Within social media, people can decide how active they want to be in advocating for a particular movement or a cause.  Slacktivism ( a mixture of slacker and activism) is a “term to describe feel-good online activism that has zero political or social impact.” It is mostly done through social media and completed with minimum effort.

Movements such as Black Lives Matter welcome people everywhere to support their cause. On social media, liking, sharing and commenting under Instagram slideshows is effortless and takes a short amount of time. By sharing, users are sharing information to their acquaintances, allowing information to circulate to more people, creating awareness. This may lead to people actually showing interest in the movement and if enough people are talking about an issue, other people may start paying attention to it. These interested people will share a common identity and may actually take action in real life.

Many activists encourage their audience to do follow-up research such as watching documentaries and reading books, or even donating to organisations. They also come up with different ways in which people can contribute to the BLM movement while still being safe at home by collaborating with other actors, for example, YouTubers. Many YouTubers posted videos during the height of the 2020 BLM protests and donated the amount they earned on that video to a BLM-related organisation.

_Actions to take_.
(A) In the slacktivism text, rewrite the part between "Many activists encourage" and "a BLM-related organisation.", inclusive, changing "YouTubers" to "content creators".
(B) In the slacktivism text, what kinds of follow-up do activists encourage their audience to do?
(C) According to the slacktivism text, which two words make up the term "slacktivism"?

_Listed records_.
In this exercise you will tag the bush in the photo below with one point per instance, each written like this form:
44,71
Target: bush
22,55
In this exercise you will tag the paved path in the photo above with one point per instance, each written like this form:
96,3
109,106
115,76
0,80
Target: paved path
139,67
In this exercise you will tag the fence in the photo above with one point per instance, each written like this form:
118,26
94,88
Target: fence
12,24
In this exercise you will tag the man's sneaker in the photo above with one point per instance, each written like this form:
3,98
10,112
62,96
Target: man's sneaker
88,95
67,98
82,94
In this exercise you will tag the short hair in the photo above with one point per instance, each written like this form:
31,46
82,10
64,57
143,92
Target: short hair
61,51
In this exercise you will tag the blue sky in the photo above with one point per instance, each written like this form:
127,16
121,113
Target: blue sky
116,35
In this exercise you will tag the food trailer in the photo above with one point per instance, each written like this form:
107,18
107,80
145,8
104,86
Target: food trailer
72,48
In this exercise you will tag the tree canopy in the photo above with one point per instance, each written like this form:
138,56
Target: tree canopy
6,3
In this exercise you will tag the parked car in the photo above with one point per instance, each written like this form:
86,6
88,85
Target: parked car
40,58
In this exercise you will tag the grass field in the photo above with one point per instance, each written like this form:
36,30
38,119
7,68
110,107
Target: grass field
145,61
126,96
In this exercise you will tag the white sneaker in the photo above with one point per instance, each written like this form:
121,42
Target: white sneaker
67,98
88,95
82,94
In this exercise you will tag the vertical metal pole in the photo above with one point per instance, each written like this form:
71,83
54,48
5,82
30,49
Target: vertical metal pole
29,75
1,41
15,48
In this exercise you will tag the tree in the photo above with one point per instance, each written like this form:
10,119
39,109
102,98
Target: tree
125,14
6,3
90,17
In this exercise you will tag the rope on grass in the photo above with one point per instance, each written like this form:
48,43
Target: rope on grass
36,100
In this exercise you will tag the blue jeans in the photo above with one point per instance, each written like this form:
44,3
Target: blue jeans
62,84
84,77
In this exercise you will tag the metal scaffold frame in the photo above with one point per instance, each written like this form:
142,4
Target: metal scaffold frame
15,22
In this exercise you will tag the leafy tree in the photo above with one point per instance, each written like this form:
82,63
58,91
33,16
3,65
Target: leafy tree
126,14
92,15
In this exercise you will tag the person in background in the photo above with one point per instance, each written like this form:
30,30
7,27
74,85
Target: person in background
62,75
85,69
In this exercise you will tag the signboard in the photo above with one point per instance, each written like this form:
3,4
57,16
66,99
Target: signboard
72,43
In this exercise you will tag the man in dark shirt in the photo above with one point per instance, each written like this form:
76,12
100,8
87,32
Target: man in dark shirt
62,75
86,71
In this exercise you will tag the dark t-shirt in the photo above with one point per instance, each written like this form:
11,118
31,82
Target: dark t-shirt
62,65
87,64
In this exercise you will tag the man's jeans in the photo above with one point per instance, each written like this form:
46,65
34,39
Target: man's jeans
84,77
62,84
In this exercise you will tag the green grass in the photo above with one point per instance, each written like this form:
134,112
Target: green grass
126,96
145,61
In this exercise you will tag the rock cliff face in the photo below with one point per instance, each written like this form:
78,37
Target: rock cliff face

_Solutions per task_.
(A)
Many activists encourage their audience to do follow-up research such as watching documentaries and reading books, or even donating to organisations. They also come up with different ways in which people can contribute to the BLM movement while still being safe at home by collaborating with other actors, for example, content creators. Many content creators posted videos during the height of the 2020 BLM protests and donated the amount they earned on that video to a BLM-related organisation.

(B) Watching documentaries, reading books, and donating to organisations.

(C) Slacker and activism.